_Set task:_ Quote the entries word for word. Omit the pictures.

BEGIN Items

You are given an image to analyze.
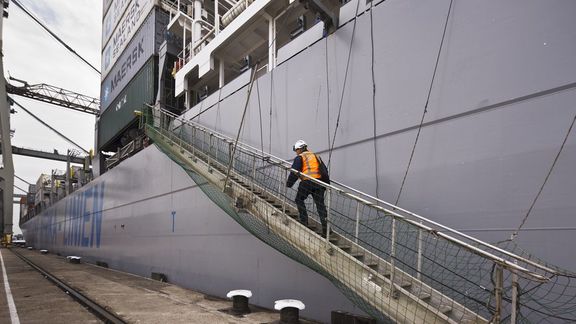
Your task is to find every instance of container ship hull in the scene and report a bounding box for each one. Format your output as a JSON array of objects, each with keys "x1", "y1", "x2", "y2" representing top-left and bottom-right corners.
[{"x1": 22, "y1": 1, "x2": 576, "y2": 321}]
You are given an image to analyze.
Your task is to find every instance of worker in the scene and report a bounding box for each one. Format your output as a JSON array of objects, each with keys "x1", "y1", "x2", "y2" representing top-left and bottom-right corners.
[{"x1": 286, "y1": 140, "x2": 330, "y2": 235}]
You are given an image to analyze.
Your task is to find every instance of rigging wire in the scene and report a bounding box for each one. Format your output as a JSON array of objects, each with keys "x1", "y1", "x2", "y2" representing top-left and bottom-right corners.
[
  {"x1": 324, "y1": 36, "x2": 330, "y2": 153},
  {"x1": 224, "y1": 62, "x2": 258, "y2": 190},
  {"x1": 13, "y1": 0, "x2": 101, "y2": 74},
  {"x1": 328, "y1": 0, "x2": 360, "y2": 168},
  {"x1": 13, "y1": 185, "x2": 28, "y2": 193},
  {"x1": 370, "y1": 1, "x2": 380, "y2": 198},
  {"x1": 10, "y1": 98, "x2": 90, "y2": 154},
  {"x1": 256, "y1": 80, "x2": 264, "y2": 153},
  {"x1": 510, "y1": 111, "x2": 576, "y2": 241},
  {"x1": 14, "y1": 174, "x2": 31, "y2": 185},
  {"x1": 394, "y1": 0, "x2": 454, "y2": 205},
  {"x1": 268, "y1": 69, "x2": 275, "y2": 154}
]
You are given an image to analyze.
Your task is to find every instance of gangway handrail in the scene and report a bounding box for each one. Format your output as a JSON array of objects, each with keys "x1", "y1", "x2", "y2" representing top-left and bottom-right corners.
[
  {"x1": 331, "y1": 180, "x2": 557, "y2": 274},
  {"x1": 147, "y1": 105, "x2": 556, "y2": 281}
]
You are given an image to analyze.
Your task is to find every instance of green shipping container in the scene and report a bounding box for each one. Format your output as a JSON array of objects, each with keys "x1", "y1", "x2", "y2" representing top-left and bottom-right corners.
[{"x1": 98, "y1": 56, "x2": 158, "y2": 149}]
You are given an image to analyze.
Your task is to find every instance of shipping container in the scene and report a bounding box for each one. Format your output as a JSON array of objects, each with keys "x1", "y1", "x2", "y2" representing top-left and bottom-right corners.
[
  {"x1": 102, "y1": 0, "x2": 132, "y2": 48},
  {"x1": 102, "y1": 0, "x2": 156, "y2": 80},
  {"x1": 97, "y1": 56, "x2": 158, "y2": 150},
  {"x1": 102, "y1": 0, "x2": 114, "y2": 18},
  {"x1": 100, "y1": 9, "x2": 169, "y2": 112}
]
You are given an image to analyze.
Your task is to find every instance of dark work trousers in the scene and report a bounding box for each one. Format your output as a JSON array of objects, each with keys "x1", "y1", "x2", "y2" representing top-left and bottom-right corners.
[{"x1": 295, "y1": 180, "x2": 327, "y2": 233}]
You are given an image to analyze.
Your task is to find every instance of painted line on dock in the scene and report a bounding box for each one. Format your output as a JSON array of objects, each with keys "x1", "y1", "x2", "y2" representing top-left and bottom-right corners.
[{"x1": 0, "y1": 250, "x2": 20, "y2": 324}]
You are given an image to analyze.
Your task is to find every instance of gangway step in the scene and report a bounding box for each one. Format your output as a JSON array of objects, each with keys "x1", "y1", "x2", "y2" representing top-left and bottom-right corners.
[{"x1": 438, "y1": 305, "x2": 452, "y2": 315}]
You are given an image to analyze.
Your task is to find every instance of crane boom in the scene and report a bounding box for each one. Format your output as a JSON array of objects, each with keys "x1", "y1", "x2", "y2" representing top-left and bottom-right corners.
[{"x1": 6, "y1": 77, "x2": 100, "y2": 116}]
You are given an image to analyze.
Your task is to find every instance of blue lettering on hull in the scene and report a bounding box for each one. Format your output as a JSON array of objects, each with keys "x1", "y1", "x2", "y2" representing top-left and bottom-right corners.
[{"x1": 62, "y1": 182, "x2": 104, "y2": 248}]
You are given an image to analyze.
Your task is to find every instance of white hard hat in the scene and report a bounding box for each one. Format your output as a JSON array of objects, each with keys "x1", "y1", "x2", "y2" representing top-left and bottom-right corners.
[{"x1": 292, "y1": 140, "x2": 308, "y2": 151}]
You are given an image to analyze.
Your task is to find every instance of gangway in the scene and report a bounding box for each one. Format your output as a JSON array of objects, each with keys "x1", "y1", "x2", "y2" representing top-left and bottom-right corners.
[{"x1": 143, "y1": 107, "x2": 574, "y2": 323}]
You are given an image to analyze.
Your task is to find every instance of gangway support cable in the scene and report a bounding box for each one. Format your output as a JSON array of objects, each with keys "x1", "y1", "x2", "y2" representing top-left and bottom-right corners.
[
  {"x1": 6, "y1": 77, "x2": 100, "y2": 116},
  {"x1": 145, "y1": 107, "x2": 576, "y2": 323},
  {"x1": 12, "y1": 0, "x2": 101, "y2": 74}
]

END Items

_Completed exercise:_
You are given an image to analyze.
Your task is to find every instance of container ship hull in the scene and report a bounding box for each one. Format your output as a JSON array of objects, each with keys "x1", "y1", "x2", "y2" representing top-left and bottom-right corners.
[{"x1": 22, "y1": 1, "x2": 576, "y2": 321}]
You are given an image to analyze.
Your task is to find every instance of worker in the scene and report a bounding box for each one. Format your output as a JSON array of objects, each with keys "x1", "y1", "x2", "y2" representing top-left and bottom-right corners.
[{"x1": 286, "y1": 140, "x2": 330, "y2": 235}]
You are given an image to analyze.
Your task is to find every instance of rigging wire in the scene and report a bounding box for each one. Format your output as a JSON array of objects, each with keys "x1", "y1", "x2", "y2" representing top-left and bottom-right corners.
[
  {"x1": 324, "y1": 36, "x2": 330, "y2": 153},
  {"x1": 224, "y1": 62, "x2": 258, "y2": 190},
  {"x1": 13, "y1": 0, "x2": 101, "y2": 74},
  {"x1": 328, "y1": 0, "x2": 360, "y2": 168},
  {"x1": 13, "y1": 185, "x2": 28, "y2": 193},
  {"x1": 370, "y1": 1, "x2": 380, "y2": 198},
  {"x1": 10, "y1": 98, "x2": 90, "y2": 154},
  {"x1": 256, "y1": 80, "x2": 264, "y2": 153},
  {"x1": 510, "y1": 111, "x2": 576, "y2": 241},
  {"x1": 14, "y1": 174, "x2": 31, "y2": 185},
  {"x1": 394, "y1": 0, "x2": 454, "y2": 205},
  {"x1": 268, "y1": 69, "x2": 275, "y2": 154}
]
You are given an image to analyze.
Your task is to find every instance of gangway handrail in the scene and report a bounding box for each one. Format your output as a JSON array of objects, each with keys "x1", "y1", "x2", "y2" representing top-left and bottom-right corners.
[
  {"x1": 331, "y1": 180, "x2": 557, "y2": 274},
  {"x1": 147, "y1": 105, "x2": 556, "y2": 281}
]
You are given an image to analyze.
Your task is to find every instance of green shipping container in the scene and report a bounding box for each one. Format your output as a JSON array of objects, each with keys "x1", "y1", "x2", "y2" representing top-left and bottom-right corners.
[{"x1": 98, "y1": 56, "x2": 158, "y2": 149}]
You are given an image to analyze.
Your task is to find every instance of shipping container in the scene and report a bounding box for each one. Format your output as a JSON array of objects, each with keys "x1", "y1", "x2", "y2" representing top-left and bottom-right corners.
[
  {"x1": 102, "y1": 0, "x2": 132, "y2": 48},
  {"x1": 102, "y1": 0, "x2": 156, "y2": 80},
  {"x1": 97, "y1": 56, "x2": 158, "y2": 150},
  {"x1": 102, "y1": 0, "x2": 114, "y2": 18},
  {"x1": 100, "y1": 9, "x2": 169, "y2": 112}
]
You are given an image to analyze.
Your task is to find every instance of dark work trousers in the scene and report a bounding box for each one. Format your output as a JSON array of objects, each with keys "x1", "y1", "x2", "y2" representing top-left and bottom-right corners.
[{"x1": 295, "y1": 180, "x2": 327, "y2": 233}]
You are given an image to analyze.
Your task is to find every instance of painted line on dock in the scene and report a bounding box for each one. Format your output as a JSON array of objects, each with keys "x1", "y1", "x2", "y2" representing top-left and bottom-right corners.
[{"x1": 0, "y1": 250, "x2": 20, "y2": 324}]
You are given an image to analyze.
Your task is to find every instance of gangway step in the scene and report a bounding box for each one. Format your output as a JSON array of objects, each with keys "x1", "y1", "x2", "y2" representing top-left and bottom-right corners.
[{"x1": 438, "y1": 305, "x2": 452, "y2": 315}]
You are given an image to analyze.
Your task is to find every instance of crane boom in the scene and report a bounding box for each one. Format your output as a JSON array of objects, each with keys "x1", "y1", "x2", "y2" representing top-left and bottom-right corners.
[{"x1": 6, "y1": 77, "x2": 100, "y2": 116}]
You are given an image to analyze.
Your task is to find every instance of blue lettering on hull in the scene and report a bounding box for each one. Format your output as a JSON array of objects, each with keys "x1", "y1", "x2", "y2" representing top-left and bottom-right corners.
[{"x1": 62, "y1": 182, "x2": 104, "y2": 248}]
You are given an image to analyze.
Your task is to find every instance of white hard hat in the scene and report a bounding box for each one. Format your output as a JSON array of objects, each with keys "x1", "y1", "x2", "y2" representing top-left and bottom-right corners.
[{"x1": 292, "y1": 140, "x2": 308, "y2": 151}]
You are given an image to analyze.
Your task is to find every instance of gangway in the scene and report a bounding box for each one. Format your output as a JSON array of objects, each with keys "x1", "y1", "x2", "y2" representing top-left and bottom-right corners.
[{"x1": 143, "y1": 107, "x2": 574, "y2": 323}]
You are given an image to analyze.
Your task is to find every instance of gangway support cable in the scene and report a bounding box for each one. Format your output as a JSON array of objects, each with keys "x1", "y1", "x2", "y2" representing top-left and bottom-right corners.
[
  {"x1": 6, "y1": 77, "x2": 100, "y2": 116},
  {"x1": 145, "y1": 107, "x2": 576, "y2": 323},
  {"x1": 12, "y1": 0, "x2": 101, "y2": 74}
]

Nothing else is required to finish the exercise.